Rows from a pointing dataset
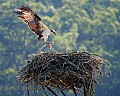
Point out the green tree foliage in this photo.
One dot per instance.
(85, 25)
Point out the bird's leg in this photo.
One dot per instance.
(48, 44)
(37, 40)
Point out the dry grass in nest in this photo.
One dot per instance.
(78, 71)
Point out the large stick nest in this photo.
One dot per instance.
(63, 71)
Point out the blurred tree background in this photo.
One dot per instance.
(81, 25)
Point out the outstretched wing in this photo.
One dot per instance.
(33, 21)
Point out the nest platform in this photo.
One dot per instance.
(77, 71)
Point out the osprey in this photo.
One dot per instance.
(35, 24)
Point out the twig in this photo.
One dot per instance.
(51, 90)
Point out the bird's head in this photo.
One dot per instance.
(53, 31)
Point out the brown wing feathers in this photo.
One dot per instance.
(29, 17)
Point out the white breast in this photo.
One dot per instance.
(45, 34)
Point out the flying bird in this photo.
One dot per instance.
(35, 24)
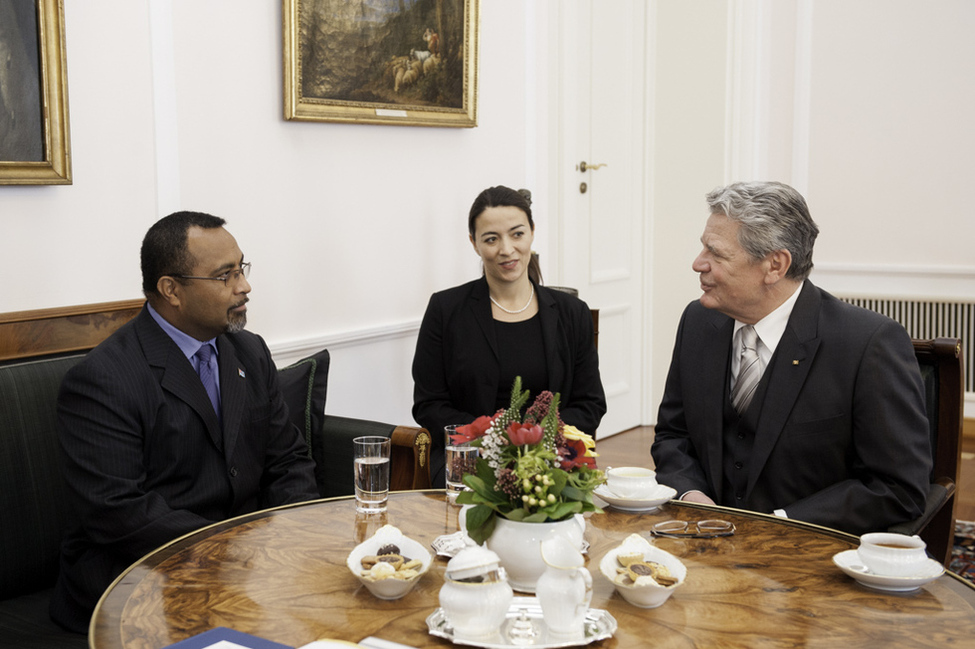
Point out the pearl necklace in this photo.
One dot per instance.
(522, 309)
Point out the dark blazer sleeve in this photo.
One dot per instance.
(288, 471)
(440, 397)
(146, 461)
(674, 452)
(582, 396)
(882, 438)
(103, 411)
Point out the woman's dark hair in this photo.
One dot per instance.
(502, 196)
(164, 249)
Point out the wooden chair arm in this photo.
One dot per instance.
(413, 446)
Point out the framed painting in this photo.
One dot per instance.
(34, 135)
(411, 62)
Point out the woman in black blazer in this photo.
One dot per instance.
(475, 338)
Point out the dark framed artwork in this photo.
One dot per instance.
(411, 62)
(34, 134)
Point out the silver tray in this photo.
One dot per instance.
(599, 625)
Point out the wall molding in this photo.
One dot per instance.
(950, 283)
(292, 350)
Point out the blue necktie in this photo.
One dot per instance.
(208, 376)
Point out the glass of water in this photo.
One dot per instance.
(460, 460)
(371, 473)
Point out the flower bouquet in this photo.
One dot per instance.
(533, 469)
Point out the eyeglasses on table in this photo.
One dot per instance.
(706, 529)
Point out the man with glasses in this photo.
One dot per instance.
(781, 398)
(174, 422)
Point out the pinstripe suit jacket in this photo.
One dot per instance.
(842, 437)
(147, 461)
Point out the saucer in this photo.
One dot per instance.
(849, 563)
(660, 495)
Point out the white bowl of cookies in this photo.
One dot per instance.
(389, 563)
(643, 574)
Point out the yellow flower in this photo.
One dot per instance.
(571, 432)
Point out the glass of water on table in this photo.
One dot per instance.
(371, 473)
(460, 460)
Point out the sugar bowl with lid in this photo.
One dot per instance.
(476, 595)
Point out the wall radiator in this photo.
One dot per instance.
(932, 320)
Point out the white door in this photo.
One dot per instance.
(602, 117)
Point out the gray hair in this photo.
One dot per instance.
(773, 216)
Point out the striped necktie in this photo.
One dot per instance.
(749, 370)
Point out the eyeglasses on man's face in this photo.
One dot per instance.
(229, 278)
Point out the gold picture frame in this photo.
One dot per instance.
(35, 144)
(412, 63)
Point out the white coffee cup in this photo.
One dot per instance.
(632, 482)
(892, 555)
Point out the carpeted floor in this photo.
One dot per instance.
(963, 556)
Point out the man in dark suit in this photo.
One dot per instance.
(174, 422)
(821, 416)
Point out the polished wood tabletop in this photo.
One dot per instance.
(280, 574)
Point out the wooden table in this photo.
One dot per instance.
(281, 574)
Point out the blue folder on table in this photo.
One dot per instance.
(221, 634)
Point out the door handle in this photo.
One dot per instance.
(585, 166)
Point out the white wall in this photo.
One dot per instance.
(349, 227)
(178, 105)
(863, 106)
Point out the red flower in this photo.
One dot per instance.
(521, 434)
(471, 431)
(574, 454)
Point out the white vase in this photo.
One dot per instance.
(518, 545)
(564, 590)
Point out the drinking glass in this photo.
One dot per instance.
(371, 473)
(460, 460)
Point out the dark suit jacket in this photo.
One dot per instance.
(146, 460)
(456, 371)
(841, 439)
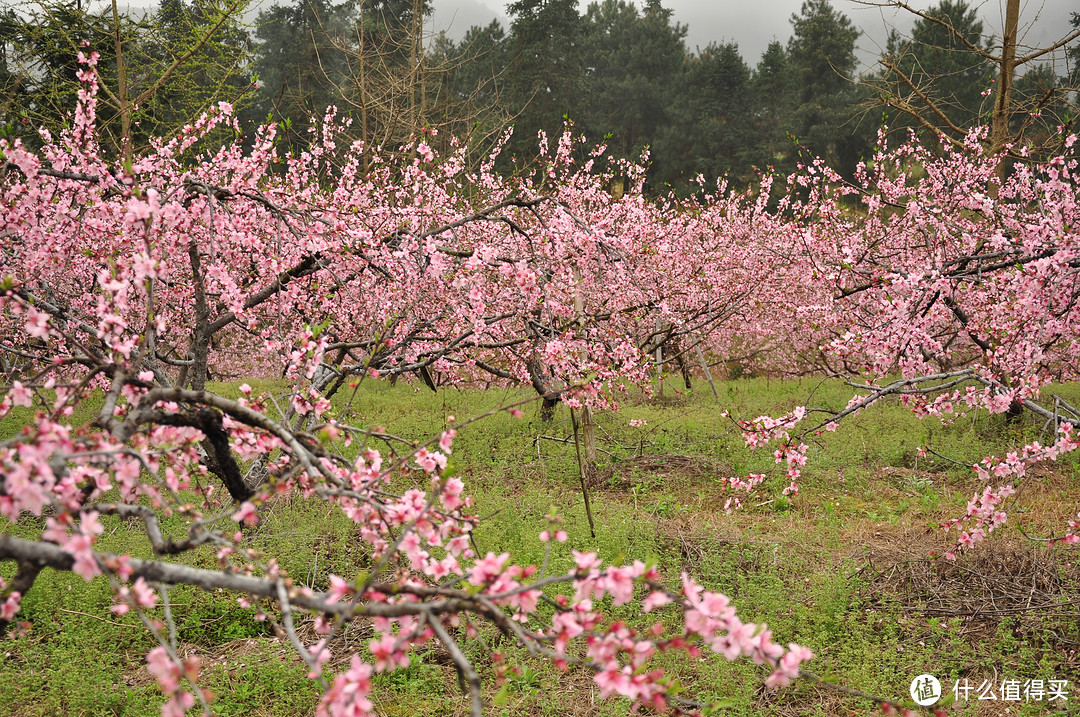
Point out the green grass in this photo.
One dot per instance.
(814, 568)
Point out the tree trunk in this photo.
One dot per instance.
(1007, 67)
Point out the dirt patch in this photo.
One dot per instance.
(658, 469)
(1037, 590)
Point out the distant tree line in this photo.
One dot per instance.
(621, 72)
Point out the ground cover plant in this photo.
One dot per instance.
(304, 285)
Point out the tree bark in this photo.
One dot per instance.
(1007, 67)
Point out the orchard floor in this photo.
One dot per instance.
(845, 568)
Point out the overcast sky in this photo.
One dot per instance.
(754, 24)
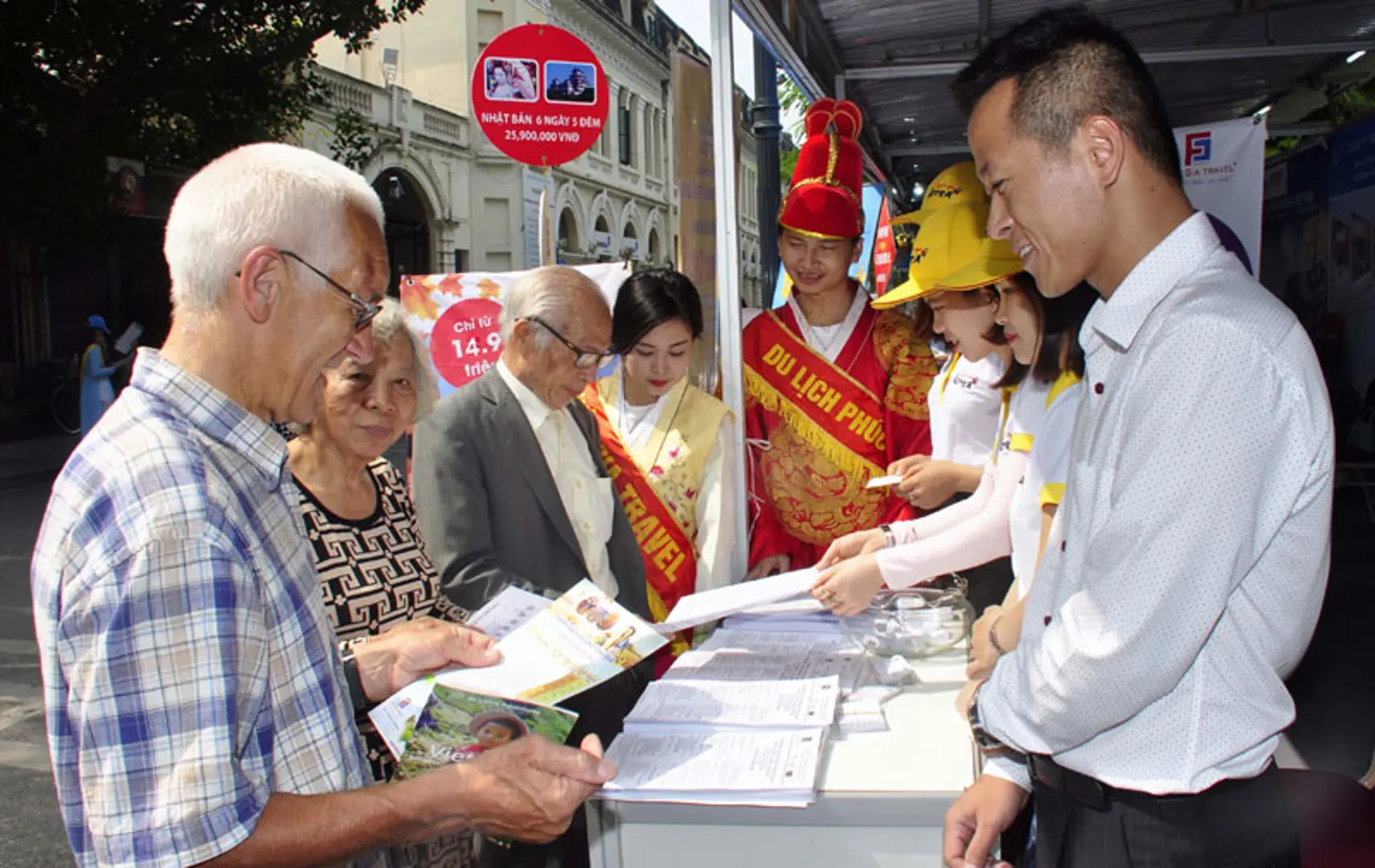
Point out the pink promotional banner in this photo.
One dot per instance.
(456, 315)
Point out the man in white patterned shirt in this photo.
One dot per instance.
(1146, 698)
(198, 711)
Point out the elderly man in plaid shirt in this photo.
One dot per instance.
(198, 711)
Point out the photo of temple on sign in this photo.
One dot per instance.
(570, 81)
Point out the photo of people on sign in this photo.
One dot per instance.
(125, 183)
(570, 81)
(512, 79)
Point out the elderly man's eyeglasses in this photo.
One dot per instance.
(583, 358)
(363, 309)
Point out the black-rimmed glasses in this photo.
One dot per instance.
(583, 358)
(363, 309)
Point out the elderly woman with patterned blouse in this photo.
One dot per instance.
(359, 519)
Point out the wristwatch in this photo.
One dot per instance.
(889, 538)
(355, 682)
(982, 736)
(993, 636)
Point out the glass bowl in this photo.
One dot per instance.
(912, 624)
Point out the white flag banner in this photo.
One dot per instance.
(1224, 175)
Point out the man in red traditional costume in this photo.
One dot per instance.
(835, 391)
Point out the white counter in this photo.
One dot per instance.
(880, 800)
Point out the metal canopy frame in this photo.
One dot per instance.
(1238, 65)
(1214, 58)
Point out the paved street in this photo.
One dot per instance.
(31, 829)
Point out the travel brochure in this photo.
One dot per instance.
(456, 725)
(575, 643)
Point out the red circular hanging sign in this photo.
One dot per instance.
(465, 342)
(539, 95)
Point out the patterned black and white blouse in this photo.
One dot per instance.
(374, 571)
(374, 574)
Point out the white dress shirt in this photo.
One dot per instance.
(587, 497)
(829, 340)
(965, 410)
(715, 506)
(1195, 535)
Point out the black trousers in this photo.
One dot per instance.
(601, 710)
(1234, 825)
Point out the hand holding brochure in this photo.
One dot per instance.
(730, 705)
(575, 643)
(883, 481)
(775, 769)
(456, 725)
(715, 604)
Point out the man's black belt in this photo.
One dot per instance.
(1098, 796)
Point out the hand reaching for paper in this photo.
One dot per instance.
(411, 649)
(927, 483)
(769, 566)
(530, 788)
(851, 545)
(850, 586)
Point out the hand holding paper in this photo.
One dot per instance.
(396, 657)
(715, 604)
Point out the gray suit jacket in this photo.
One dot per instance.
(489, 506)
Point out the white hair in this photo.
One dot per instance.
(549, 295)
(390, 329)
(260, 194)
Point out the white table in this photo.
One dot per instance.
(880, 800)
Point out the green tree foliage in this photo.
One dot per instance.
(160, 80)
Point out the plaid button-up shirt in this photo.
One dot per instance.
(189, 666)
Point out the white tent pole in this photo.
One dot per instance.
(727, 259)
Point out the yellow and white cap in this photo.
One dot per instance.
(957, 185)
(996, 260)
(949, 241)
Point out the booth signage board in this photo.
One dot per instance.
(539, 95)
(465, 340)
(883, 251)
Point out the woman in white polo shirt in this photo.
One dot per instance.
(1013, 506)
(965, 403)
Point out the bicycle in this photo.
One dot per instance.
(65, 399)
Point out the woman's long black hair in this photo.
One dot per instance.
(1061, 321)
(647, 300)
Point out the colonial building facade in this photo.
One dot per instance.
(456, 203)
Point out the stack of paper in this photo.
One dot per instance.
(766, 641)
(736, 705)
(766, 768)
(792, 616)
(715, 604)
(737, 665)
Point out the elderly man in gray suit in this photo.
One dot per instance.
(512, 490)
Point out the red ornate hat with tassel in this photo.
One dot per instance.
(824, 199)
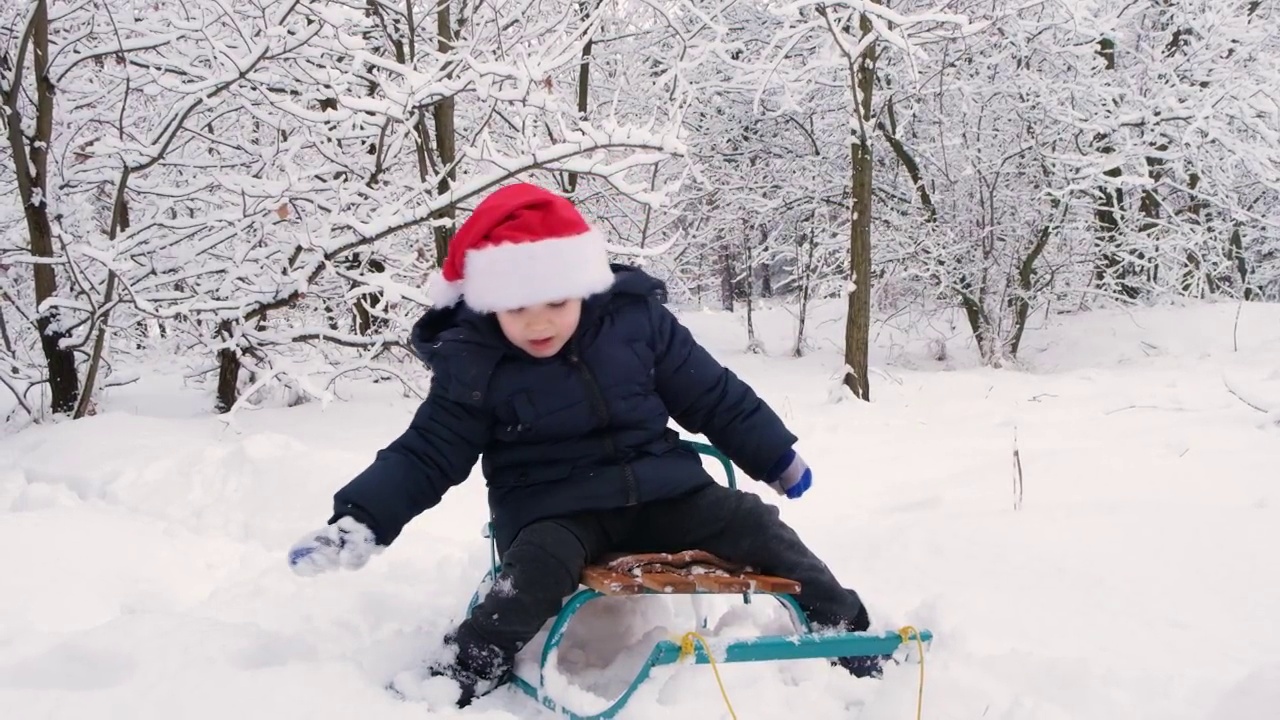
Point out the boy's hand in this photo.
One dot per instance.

* THE REQUEST
Reproduce exactly and only the lines from the one with "Point out the white hair in this photo." through the last entry, both included, excluding every picture.

* RESPONSE TO THE TASK
Point out the white hair in this photo.
One dot per instance.
(549, 295)
(390, 329)
(260, 194)
Point out the white table in this photo.
One dot per instance.
(880, 800)
Point out the green tree foliage in this photo.
One dot per instance.
(160, 80)
Point out the plaid button-up shirt in this photo.
One dot per instance.
(189, 666)
Point out the white tent pole in this photo.
One dot per instance.
(727, 259)
Point out the yellow and white cap in this photo.
One dot per instance.
(957, 185)
(996, 260)
(949, 241)
Point out the booth signage board in this photo.
One dot per instance.
(539, 95)
(465, 340)
(883, 251)
Point out the woman in white polo shirt in this photo.
One dot per instance.
(1013, 506)
(965, 403)
Point out the bicycle in this photo.
One dot per instance.
(65, 399)
Point out the woman's long black hair in this photo.
One dot per instance.
(1061, 321)
(647, 300)
Point out the colonial building facade in this photo.
One dot per instance.
(456, 203)
Point out the stack of paper in this photo.
One dot per instance.
(766, 641)
(736, 705)
(766, 768)
(792, 616)
(715, 604)
(737, 665)
Point out the elderly man in gray suit in this photo.
One dot per instance.
(512, 490)
Point out the red ornate hat with tassel in this photo.
One dot per instance.
(824, 199)
Point out the boy's hand in this photo.
One dot per instance.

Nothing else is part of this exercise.